Your response should consist of the lines below, printed exactly.

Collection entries
= Beginning of Section =

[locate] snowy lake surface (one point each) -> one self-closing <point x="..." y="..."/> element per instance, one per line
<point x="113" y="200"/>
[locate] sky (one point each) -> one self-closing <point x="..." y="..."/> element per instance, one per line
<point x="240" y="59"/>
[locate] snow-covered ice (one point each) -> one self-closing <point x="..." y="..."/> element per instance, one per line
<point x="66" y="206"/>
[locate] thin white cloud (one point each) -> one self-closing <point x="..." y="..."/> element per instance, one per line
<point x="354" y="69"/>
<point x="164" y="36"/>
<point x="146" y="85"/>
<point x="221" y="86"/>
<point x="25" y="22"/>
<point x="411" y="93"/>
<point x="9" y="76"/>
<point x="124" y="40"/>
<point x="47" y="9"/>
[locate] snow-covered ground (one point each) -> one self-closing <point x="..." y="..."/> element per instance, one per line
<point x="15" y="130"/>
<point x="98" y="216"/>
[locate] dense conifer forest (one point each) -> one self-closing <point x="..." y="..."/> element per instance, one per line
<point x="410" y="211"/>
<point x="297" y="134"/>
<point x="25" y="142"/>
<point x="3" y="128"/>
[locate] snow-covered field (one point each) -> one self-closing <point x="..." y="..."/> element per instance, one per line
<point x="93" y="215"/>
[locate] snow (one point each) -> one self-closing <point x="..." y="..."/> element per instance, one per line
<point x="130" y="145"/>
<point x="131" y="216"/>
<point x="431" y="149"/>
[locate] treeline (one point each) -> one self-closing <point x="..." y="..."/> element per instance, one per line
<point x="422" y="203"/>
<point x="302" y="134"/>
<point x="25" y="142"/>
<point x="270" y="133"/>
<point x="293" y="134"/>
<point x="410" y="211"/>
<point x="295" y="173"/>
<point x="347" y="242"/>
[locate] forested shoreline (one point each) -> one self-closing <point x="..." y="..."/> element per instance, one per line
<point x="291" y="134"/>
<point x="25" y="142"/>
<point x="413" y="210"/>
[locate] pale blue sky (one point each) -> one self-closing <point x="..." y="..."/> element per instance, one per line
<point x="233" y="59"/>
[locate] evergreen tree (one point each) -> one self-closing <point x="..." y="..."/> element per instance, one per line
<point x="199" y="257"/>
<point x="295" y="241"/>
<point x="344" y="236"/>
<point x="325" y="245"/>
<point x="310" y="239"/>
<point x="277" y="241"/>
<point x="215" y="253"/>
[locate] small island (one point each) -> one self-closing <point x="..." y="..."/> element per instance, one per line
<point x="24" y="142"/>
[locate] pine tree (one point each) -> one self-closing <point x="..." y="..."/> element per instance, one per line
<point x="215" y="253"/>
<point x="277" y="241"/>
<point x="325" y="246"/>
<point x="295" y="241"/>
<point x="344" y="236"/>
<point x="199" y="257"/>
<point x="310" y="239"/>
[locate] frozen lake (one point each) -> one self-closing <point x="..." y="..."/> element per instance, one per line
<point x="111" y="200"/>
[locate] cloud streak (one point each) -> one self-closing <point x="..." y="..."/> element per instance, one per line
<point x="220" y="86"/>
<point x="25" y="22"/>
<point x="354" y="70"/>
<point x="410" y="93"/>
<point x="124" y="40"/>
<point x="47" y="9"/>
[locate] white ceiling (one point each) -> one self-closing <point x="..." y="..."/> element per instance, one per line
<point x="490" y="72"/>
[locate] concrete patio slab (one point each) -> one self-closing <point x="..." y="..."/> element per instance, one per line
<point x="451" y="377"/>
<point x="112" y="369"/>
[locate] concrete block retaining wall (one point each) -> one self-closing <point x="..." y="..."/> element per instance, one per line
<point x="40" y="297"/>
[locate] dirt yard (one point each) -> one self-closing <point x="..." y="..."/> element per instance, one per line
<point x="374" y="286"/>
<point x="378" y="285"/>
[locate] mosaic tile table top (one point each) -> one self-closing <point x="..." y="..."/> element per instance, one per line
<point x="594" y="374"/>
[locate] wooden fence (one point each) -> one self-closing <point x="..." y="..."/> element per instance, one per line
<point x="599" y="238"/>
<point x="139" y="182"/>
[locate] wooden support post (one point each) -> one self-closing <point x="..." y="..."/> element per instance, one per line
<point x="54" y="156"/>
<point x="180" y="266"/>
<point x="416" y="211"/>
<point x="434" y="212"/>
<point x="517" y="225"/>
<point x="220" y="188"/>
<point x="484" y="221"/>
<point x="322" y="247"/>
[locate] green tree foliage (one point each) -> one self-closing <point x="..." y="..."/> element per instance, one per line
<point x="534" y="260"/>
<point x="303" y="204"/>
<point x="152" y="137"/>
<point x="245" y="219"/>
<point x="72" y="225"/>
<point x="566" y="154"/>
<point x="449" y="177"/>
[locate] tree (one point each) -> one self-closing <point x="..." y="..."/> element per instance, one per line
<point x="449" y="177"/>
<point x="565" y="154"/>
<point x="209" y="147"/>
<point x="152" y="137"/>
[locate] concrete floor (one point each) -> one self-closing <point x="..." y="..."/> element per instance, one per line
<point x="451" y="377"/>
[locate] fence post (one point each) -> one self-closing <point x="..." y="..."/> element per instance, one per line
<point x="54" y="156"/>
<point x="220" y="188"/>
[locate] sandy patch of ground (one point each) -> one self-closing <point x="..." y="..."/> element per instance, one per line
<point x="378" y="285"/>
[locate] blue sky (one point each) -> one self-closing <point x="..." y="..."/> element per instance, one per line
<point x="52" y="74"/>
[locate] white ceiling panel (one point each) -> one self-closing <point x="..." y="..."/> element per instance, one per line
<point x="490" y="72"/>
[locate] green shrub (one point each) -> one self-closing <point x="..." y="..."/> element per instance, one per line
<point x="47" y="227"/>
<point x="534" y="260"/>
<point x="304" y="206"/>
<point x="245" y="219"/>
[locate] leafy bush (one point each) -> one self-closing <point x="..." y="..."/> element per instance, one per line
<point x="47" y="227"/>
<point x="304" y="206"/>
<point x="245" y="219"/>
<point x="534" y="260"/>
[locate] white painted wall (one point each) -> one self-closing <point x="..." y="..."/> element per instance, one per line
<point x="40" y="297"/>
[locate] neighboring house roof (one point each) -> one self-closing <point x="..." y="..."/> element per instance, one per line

= End of Section =

→ **Task answer**:
[locate] snowy lake surface (one point each) -> one self-closing <point x="..." y="..."/> element per instance, one per line
<point x="113" y="200"/>
[locate] sky (one point each) -> one self-closing <point x="..." y="..."/> element per instance, one per line
<point x="240" y="59"/>
[locate] snow-covered ice (one point each) -> one self-closing <point x="..." y="..."/> element per instance, one per line
<point x="66" y="206"/>
[locate] thin white cloud (one point each) -> one self-closing <point x="..." y="..."/> element per instance, one per line
<point x="354" y="69"/>
<point x="164" y="36"/>
<point x="146" y="85"/>
<point x="221" y="86"/>
<point x="25" y="22"/>
<point x="411" y="93"/>
<point x="9" y="76"/>
<point x="124" y="40"/>
<point x="47" y="9"/>
[locate] snow-covered ground (one point each) -> one self-closing <point x="..." y="..."/> element per instance, one per line
<point x="15" y="130"/>
<point x="98" y="216"/>
[locate] dense conifer forest (one point each) -> one self-closing <point x="..." y="..."/> element per instance, one per line
<point x="410" y="211"/>
<point x="297" y="134"/>
<point x="25" y="142"/>
<point x="3" y="128"/>
[locate] snow-covered field (one point each) -> one self-closing <point x="..." y="..."/> element per instance, one per line
<point x="93" y="215"/>
[locate] snow (one point each) -> one self-closing <point x="..." y="..."/> element per instance, one per line
<point x="130" y="145"/>
<point x="131" y="216"/>
<point x="431" y="149"/>
[locate] treeline (one point each) -> one self-closing <point x="..." y="..."/> element per instance, one per line
<point x="422" y="203"/>
<point x="302" y="134"/>
<point x="25" y="142"/>
<point x="270" y="133"/>
<point x="293" y="134"/>
<point x="410" y="211"/>
<point x="295" y="173"/>
<point x="347" y="242"/>
[locate] forested shoreline (one point each) -> one self-closing <point x="..." y="..."/> element per instance, one per line
<point x="291" y="134"/>
<point x="25" y="142"/>
<point x="413" y="210"/>
[locate] pale blue sky (one point each) -> one self-closing <point x="..." y="..."/> element per instance, one per line
<point x="233" y="59"/>
[locate] evergreen tree (one point each) -> one self-closing <point x="..." y="..."/> element per instance, one per line
<point x="199" y="257"/>
<point x="295" y="241"/>
<point x="344" y="236"/>
<point x="325" y="245"/>
<point x="310" y="239"/>
<point x="277" y="241"/>
<point x="215" y="253"/>
[locate] small island (one point each) -> one self-closing <point x="..." y="..."/> element per instance, one per line
<point x="24" y="142"/>
[locate] pine tree (one point each) -> one self-closing <point x="..." y="..."/> element per instance, one per line
<point x="215" y="253"/>
<point x="277" y="241"/>
<point x="325" y="246"/>
<point x="295" y="241"/>
<point x="344" y="236"/>
<point x="199" y="257"/>
<point x="310" y="239"/>
[locate] frozen lake (one point each) -> one self-closing <point x="..." y="..."/> element per instance, one per line
<point x="111" y="200"/>
[locate] cloud streak (one point each) -> one self-closing <point x="..." y="..."/> element per instance, one per line
<point x="220" y="86"/>
<point x="25" y="22"/>
<point x="354" y="70"/>
<point x="410" y="93"/>
<point x="124" y="40"/>
<point x="47" y="9"/>
[locate] white ceiling (one point each) -> one self-closing <point x="..." y="..."/> element per instance, one per line
<point x="490" y="72"/>
[locate] concrete patio slab (one point each) -> one self-closing <point x="..." y="..."/> element per instance, one per line
<point x="451" y="377"/>
<point x="112" y="369"/>
[locate] concrete block retaining wall (one point each) -> one self-closing <point x="..." y="..."/> element per instance, one per line
<point x="40" y="297"/>
[locate] dirt yard (one point each) -> one self-closing <point x="..." y="..."/> element per instance, one per line
<point x="374" y="286"/>
<point x="378" y="285"/>
[locate] mosaic tile table top (one point each) -> one self-closing <point x="..." y="..."/> element per instance, one per line
<point x="594" y="374"/>
[locate] wooden fence (one point each) -> one self-closing <point x="..." y="..."/> element per instance, one per line
<point x="599" y="238"/>
<point x="139" y="182"/>
[locate] wooden support post (one point each) -> one self-closing <point x="..." y="..."/> element per instance, one per line
<point x="54" y="156"/>
<point x="180" y="266"/>
<point x="416" y="211"/>
<point x="434" y="212"/>
<point x="517" y="225"/>
<point x="220" y="188"/>
<point x="484" y="221"/>
<point x="322" y="247"/>
[locate] green tree foliage (one point each) -> one self-closing <point x="..." y="..."/> element per instance, one per line
<point x="534" y="260"/>
<point x="303" y="204"/>
<point x="152" y="137"/>
<point x="245" y="219"/>
<point x="72" y="225"/>
<point x="566" y="154"/>
<point x="449" y="177"/>
[locate] tree (one point each) -> one self-closing <point x="..." y="..."/> element per instance, one per line
<point x="449" y="177"/>
<point x="565" y="154"/>
<point x="209" y="147"/>
<point x="152" y="137"/>
[locate] concrete floor (one point each) -> one self-closing <point x="..." y="..."/> element per instance, one per line
<point x="451" y="377"/>
[locate] fence post (one point each) -> one self-closing <point x="..." y="..."/> element per instance, one per line
<point x="54" y="156"/>
<point x="220" y="188"/>
[locate] sandy patch of ground (one point each) -> one self-closing <point x="..." y="..."/> element per instance, one per line
<point x="378" y="285"/>
[locate] blue sky (one point each) -> one self-closing <point x="..." y="..."/> element per instance, one per line
<point x="52" y="74"/>
[locate] white ceiling panel (one point each) -> one self-closing <point x="..." y="..."/> element per instance, one per line
<point x="490" y="72"/>
[locate] green shrub (one point each) -> one self-closing <point x="..." y="..."/> element per instance, one per line
<point x="47" y="227"/>
<point x="534" y="260"/>
<point x="304" y="206"/>
<point x="245" y="219"/>
[locate] leafy bush (one point each) -> one self-closing <point x="..." y="..."/> element per instance, one per line
<point x="47" y="227"/>
<point x="304" y="206"/>
<point x="245" y="219"/>
<point x="534" y="260"/>
[locate] white painted wall (one point each) -> one self-closing <point x="..." y="..."/> element per instance, one per line
<point x="40" y="297"/>
[locate] neighboring house roof (one point each) -> one self-closing <point x="..." y="..."/> element per instance, one per line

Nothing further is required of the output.